# [DESCRIPTION OF THE TASK]
From the line with "For the scouting record, return for every instance of the road" onward, reproduce each line of the entries exactly, ending at the last one, and add nothing.

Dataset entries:
◇ ◇ ◇

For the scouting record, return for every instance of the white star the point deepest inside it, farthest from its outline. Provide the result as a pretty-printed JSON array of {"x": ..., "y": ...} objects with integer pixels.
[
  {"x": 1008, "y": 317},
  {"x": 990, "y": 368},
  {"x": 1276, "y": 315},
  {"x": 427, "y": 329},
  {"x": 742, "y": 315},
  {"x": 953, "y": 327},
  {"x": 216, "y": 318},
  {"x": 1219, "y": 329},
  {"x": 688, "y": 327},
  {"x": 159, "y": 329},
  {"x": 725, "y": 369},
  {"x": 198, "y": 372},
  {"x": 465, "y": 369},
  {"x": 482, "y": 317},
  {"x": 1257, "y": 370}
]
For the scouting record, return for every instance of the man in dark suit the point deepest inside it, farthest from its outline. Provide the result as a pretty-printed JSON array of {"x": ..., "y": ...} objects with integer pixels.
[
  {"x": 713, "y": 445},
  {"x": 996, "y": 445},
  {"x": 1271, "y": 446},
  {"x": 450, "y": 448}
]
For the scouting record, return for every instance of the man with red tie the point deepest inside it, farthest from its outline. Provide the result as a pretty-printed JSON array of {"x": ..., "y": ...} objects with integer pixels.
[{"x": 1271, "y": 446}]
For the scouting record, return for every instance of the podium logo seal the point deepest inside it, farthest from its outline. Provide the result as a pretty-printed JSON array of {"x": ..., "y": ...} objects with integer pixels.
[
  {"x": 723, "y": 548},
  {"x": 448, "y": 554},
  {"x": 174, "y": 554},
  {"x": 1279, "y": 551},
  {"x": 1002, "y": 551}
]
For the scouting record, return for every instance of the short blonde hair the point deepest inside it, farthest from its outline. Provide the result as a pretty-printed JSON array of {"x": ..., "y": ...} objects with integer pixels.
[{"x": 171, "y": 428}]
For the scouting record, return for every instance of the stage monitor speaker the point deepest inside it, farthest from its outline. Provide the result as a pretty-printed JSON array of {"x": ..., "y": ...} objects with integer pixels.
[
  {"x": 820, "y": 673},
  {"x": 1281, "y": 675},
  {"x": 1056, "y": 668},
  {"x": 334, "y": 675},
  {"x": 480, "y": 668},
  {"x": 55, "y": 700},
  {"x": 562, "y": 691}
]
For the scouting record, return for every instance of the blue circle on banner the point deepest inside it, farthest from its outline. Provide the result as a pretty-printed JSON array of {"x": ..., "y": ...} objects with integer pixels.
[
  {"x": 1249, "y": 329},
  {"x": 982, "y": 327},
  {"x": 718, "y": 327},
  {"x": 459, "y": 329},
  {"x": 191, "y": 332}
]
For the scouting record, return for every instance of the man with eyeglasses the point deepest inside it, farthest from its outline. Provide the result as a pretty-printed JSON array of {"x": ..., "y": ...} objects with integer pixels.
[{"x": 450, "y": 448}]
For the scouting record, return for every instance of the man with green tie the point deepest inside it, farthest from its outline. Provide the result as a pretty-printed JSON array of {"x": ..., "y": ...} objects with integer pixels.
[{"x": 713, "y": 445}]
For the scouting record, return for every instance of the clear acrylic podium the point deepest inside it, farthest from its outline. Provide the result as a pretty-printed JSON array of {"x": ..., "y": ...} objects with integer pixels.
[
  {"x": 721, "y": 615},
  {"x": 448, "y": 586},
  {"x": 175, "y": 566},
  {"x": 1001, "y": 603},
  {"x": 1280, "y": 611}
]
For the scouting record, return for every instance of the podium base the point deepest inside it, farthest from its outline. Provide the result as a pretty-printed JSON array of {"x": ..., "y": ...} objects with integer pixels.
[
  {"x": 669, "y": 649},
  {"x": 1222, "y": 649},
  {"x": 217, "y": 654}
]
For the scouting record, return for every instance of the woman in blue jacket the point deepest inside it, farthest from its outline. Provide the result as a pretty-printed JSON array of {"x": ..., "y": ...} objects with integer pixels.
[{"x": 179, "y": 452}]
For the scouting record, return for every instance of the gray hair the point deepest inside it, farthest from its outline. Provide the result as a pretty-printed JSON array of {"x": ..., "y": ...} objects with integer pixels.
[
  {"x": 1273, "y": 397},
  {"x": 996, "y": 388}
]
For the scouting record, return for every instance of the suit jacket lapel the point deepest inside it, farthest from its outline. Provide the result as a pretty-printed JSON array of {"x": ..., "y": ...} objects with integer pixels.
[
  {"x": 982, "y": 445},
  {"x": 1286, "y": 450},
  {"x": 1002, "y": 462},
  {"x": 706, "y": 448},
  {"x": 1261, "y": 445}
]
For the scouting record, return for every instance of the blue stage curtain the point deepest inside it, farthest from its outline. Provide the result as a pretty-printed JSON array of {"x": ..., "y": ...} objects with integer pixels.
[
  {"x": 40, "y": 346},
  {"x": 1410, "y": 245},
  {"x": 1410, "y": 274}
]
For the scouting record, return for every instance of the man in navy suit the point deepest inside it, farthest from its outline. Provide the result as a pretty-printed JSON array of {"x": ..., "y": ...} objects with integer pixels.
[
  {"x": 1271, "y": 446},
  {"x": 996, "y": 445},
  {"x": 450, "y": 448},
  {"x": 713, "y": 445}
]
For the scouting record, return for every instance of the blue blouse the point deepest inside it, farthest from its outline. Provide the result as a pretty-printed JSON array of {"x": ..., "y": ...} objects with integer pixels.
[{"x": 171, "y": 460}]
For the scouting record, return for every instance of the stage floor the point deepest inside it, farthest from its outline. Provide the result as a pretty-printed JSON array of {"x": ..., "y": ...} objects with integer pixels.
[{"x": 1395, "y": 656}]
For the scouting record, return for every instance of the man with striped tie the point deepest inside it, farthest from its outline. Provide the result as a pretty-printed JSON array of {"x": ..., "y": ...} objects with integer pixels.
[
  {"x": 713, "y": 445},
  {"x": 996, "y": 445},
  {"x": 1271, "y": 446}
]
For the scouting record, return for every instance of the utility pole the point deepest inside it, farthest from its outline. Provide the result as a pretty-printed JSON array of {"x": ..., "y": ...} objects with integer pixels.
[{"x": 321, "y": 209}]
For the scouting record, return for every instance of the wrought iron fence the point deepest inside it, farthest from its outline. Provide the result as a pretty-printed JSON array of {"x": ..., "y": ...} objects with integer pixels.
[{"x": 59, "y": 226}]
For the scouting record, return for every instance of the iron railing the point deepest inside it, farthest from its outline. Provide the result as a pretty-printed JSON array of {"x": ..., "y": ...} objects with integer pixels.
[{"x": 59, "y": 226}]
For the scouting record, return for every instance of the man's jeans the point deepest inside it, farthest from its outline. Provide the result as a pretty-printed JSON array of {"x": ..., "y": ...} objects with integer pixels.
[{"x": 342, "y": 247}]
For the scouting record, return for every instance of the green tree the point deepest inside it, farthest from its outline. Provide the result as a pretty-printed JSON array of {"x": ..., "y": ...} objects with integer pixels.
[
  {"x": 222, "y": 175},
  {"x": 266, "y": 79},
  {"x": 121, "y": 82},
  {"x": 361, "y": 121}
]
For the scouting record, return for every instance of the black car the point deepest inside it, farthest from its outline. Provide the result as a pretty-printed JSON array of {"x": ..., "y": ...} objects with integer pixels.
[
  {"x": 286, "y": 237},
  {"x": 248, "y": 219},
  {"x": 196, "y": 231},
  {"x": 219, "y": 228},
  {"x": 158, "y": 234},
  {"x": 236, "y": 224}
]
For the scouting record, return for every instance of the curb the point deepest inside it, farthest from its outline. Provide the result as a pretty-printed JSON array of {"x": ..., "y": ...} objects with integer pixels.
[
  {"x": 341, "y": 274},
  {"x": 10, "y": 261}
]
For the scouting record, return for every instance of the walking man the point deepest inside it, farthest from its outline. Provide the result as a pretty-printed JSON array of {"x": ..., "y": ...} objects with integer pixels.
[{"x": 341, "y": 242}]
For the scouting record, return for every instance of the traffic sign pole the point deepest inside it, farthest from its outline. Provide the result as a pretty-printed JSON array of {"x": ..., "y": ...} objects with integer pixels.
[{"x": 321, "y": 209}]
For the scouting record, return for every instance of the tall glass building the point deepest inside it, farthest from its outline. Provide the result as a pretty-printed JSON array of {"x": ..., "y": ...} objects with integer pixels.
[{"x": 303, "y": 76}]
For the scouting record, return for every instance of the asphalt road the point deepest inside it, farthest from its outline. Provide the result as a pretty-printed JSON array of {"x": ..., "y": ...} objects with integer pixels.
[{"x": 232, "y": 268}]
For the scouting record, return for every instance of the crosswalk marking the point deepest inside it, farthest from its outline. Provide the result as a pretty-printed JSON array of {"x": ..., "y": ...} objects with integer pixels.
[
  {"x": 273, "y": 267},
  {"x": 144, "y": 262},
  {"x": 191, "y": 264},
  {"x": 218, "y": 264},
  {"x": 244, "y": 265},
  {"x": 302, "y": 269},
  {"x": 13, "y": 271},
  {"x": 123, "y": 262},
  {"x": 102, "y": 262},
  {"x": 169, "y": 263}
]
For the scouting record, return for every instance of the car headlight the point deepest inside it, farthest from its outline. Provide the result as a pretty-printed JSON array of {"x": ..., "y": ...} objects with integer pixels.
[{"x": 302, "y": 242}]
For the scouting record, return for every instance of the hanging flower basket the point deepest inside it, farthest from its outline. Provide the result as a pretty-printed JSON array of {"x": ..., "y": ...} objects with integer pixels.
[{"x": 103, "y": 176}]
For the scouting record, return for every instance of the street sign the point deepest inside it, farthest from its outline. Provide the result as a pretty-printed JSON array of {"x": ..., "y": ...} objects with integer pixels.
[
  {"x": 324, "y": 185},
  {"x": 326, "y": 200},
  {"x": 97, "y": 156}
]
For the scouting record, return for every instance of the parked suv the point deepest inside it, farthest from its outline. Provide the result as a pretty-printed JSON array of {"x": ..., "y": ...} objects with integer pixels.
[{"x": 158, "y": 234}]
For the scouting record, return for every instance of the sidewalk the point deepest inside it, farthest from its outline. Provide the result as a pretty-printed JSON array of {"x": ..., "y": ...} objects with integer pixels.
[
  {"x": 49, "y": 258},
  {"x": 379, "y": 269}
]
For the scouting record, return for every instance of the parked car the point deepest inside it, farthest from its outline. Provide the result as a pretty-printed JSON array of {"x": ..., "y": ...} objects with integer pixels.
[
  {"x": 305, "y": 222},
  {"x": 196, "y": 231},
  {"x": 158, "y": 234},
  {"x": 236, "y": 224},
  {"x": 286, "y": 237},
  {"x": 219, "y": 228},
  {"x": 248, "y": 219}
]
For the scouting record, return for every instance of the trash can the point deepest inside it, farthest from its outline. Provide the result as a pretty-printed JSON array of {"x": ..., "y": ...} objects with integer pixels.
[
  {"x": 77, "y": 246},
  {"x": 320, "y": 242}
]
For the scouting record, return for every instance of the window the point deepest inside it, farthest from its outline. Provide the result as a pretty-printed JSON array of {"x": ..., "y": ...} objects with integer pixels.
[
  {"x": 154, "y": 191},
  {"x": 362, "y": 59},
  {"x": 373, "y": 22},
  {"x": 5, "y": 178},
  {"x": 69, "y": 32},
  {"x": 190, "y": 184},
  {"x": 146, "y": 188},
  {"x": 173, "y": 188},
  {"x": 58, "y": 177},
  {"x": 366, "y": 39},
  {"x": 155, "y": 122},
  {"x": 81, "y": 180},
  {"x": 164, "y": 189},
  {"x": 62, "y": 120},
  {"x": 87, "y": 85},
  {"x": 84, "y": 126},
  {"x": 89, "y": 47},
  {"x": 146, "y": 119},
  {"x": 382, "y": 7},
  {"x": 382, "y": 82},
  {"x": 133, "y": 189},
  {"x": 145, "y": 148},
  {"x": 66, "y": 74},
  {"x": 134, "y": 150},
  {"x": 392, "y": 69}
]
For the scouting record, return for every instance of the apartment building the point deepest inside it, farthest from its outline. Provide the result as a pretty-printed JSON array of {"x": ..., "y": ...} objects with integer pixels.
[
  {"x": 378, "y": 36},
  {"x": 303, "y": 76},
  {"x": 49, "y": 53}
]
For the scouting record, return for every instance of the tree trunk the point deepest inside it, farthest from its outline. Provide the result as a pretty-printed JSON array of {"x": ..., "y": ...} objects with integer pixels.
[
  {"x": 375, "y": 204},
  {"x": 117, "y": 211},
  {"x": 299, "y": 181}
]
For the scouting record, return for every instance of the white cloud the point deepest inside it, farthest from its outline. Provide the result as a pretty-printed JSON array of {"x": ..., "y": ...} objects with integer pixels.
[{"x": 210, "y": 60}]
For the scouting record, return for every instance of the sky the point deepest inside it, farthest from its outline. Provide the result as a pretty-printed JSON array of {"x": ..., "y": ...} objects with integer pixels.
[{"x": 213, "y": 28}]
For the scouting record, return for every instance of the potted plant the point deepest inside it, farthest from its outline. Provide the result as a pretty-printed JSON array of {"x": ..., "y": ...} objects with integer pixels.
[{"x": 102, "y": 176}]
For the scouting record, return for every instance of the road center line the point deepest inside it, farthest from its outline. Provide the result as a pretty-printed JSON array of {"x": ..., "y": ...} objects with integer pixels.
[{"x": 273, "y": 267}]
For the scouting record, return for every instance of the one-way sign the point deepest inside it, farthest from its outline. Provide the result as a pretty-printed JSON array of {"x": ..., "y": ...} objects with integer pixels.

◇ ◇ ◇

# [RESPONSE BELOW]
For the scouting record, return for every instance of the road center line the point deepest inside it, farthest from its outline. Provide the result as a pretty-printed JSON array of {"x": ..., "y": ...} objects with integer pixels.
[{"x": 273, "y": 267}]
For the scouting record, return for every instance of the one-way sign the point deepest inside it, farthest from its outline. Provide the result as a pretty-printed JSON array of {"x": ..., "y": ...} objects with integer pixels.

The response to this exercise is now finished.